## Task objective
Could you put everything from the start of the rows down through the line containing "M 114 41 L 114" into a Markdown table with the columns Idx and Text, numbering each line, skipping blank lines and leaving the pictures out?

## Material supplied
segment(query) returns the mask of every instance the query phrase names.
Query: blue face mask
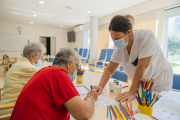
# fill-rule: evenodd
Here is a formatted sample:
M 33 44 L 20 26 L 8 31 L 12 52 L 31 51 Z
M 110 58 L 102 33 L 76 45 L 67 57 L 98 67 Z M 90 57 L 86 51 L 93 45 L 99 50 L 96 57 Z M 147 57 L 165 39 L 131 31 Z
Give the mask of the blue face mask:
M 34 66 L 39 67 L 42 63 L 42 60 L 38 60 L 37 63 L 33 63 Z
M 73 74 L 68 74 L 68 75 L 71 78 L 71 80 L 74 81 L 77 75 L 77 71 L 75 70 Z
M 114 41 L 114 45 L 118 48 L 118 49 L 123 49 L 127 46 L 128 42 L 125 43 L 124 42 L 124 38 L 118 39 Z

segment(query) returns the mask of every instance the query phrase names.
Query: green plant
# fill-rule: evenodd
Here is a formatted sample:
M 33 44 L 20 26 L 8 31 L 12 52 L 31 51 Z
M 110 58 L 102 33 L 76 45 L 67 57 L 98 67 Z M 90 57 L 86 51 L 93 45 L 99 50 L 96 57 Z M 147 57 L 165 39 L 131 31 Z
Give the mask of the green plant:
M 174 29 L 168 34 L 167 55 L 180 54 L 180 29 Z

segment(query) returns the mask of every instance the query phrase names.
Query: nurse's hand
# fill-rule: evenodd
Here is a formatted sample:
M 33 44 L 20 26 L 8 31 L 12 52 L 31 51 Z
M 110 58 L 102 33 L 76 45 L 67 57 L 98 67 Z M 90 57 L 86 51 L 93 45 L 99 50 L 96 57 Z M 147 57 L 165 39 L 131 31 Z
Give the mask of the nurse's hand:
M 103 88 L 101 86 L 93 86 L 93 89 L 95 89 L 97 91 L 98 95 L 100 95 L 103 90 Z
M 120 101 L 120 102 L 125 102 L 127 101 L 128 103 L 133 100 L 135 98 L 134 94 L 131 93 L 131 92 L 124 92 L 124 93 L 121 93 L 119 94 L 117 97 L 116 97 L 116 101 Z

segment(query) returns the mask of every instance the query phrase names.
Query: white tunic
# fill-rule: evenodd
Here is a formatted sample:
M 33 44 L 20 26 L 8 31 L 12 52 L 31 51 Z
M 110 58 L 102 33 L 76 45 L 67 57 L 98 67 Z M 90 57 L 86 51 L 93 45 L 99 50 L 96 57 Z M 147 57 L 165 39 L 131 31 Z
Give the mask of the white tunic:
M 172 90 L 173 70 L 165 58 L 154 33 L 149 29 L 139 29 L 133 30 L 133 34 L 134 41 L 130 55 L 127 48 L 118 49 L 114 47 L 111 61 L 122 63 L 123 70 L 133 80 L 136 67 L 131 62 L 134 62 L 137 58 L 152 56 L 150 64 L 144 73 L 144 78 L 149 80 L 153 78 L 155 80 L 153 90 L 157 92 Z

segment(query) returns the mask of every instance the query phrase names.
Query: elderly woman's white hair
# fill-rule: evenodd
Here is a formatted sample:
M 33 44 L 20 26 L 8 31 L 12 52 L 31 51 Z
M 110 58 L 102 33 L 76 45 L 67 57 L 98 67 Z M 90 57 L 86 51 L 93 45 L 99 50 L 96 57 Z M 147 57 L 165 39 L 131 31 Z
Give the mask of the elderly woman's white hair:
M 77 63 L 81 62 L 81 59 L 81 56 L 74 49 L 61 48 L 60 51 L 56 54 L 53 66 L 63 67 L 69 60 L 72 60 L 74 63 Z
M 34 43 L 28 43 L 23 50 L 23 56 L 27 59 L 34 54 L 35 56 L 39 56 L 40 52 L 45 53 L 46 48 L 44 47 L 43 44 L 39 42 L 34 42 Z

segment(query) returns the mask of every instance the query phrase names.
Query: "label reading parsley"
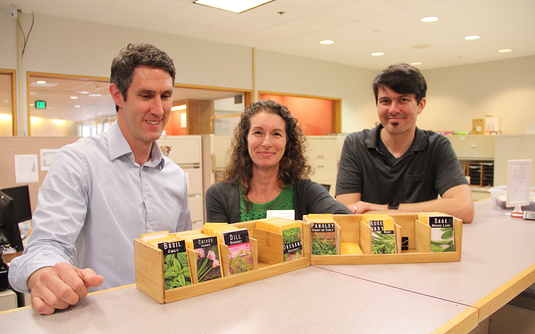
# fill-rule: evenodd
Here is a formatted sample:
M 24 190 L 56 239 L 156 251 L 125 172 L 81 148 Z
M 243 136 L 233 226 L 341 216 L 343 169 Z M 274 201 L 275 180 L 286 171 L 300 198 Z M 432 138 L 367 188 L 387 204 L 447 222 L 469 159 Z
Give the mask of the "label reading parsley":
M 334 223 L 311 223 L 313 255 L 336 255 L 336 230 Z

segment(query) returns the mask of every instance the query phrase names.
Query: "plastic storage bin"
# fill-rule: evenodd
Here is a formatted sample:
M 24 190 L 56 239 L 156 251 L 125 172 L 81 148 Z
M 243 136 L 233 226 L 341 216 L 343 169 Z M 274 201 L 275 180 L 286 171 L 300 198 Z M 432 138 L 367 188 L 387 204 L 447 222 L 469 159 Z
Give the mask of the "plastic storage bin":
M 513 207 L 507 207 L 507 186 L 498 186 L 488 189 L 493 207 L 502 210 L 512 210 Z M 532 186 L 529 191 L 529 204 L 522 207 L 522 211 L 535 210 L 535 186 Z

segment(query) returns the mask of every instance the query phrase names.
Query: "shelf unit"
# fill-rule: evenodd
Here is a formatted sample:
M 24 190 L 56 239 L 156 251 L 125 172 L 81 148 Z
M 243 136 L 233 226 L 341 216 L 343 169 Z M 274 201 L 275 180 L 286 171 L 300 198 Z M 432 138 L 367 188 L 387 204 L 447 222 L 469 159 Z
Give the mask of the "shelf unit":
M 470 177 L 470 186 L 493 186 L 494 185 L 494 162 L 466 162 L 464 173 L 465 176 Z

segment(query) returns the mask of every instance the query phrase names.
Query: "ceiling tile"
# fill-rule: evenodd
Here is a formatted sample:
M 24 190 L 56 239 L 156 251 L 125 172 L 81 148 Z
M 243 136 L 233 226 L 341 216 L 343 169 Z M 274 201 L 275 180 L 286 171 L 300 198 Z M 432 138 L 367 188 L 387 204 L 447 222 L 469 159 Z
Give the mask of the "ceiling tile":
M 399 7 L 379 0 L 359 0 L 327 10 L 326 12 L 347 17 L 353 21 L 362 21 L 399 10 Z
M 346 17 L 329 14 L 328 13 L 318 12 L 308 16 L 300 17 L 299 19 L 288 21 L 286 24 L 313 31 L 321 31 L 352 22 L 352 20 Z
M 150 15 L 164 16 L 165 14 L 188 4 L 180 0 L 115 0 L 108 7 Z
M 277 0 L 260 6 L 240 15 L 254 16 L 283 23 L 316 13 L 318 10 L 285 0 Z M 284 12 L 279 14 L 279 12 Z
M 114 2 L 115 0 L 72 0 L 75 2 L 82 2 L 83 3 L 88 3 L 90 5 L 103 6 L 107 6 Z
M 286 40 L 294 38 L 307 33 L 312 33 L 312 31 L 303 29 L 297 26 L 288 26 L 288 24 L 277 24 L 270 26 L 266 29 L 259 30 L 254 33 L 259 36 L 269 37 L 280 40 Z
M 211 26 L 247 33 L 265 29 L 276 24 L 278 23 L 252 16 L 234 15 L 215 22 Z
M 424 6 L 434 2 L 438 2 L 441 0 L 381 0 L 385 3 L 389 3 L 400 8 L 414 8 L 420 6 Z
M 238 15 L 228 10 L 213 8 L 192 2 L 166 14 L 164 16 L 171 19 L 210 25 Z
M 122 10 L 141 13 L 150 15 L 164 16 L 180 7 L 188 4 L 180 0 L 115 0 L 108 7 Z
M 325 10 L 334 8 L 358 0 L 287 0 L 289 2 L 304 6 L 318 10 Z

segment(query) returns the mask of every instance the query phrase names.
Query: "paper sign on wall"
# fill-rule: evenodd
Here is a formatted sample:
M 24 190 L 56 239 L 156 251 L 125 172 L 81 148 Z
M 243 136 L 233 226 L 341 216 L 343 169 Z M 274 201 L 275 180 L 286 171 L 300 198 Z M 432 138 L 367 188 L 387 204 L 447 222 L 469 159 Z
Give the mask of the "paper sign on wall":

## Response to the task
| Idx | Text |
|---|---|
| 1 | segment(query) returns the mask of every instance the query phrase names. |
| 2 | Query: blue face mask |
| 3 | # fill-rule: evenodd |
| 4 | Here is a formatted sample: |
| 5 | M 33 44 L 20 26 L 8 31 L 12 52 L 31 51 Z |
| 6 | M 110 58 L 102 33 L 76 45 L 67 57 L 98 67 Z M 90 57 L 86 51 L 93 45 L 99 50 L 96 57 Z M 147 57 L 165 39 L 131 31 Z |
| 7 | Give the mask of the blue face mask: |
| 8 | M 34 66 L 39 67 L 42 63 L 42 60 L 38 60 L 37 63 L 33 63 Z |
| 9 | M 73 74 L 68 74 L 68 75 L 71 78 L 71 80 L 74 81 L 77 75 L 77 71 L 75 70 Z |
| 10 | M 114 41 L 114 45 L 118 48 L 118 49 L 123 49 L 127 46 L 128 42 L 125 43 L 124 42 L 124 38 L 118 39 Z |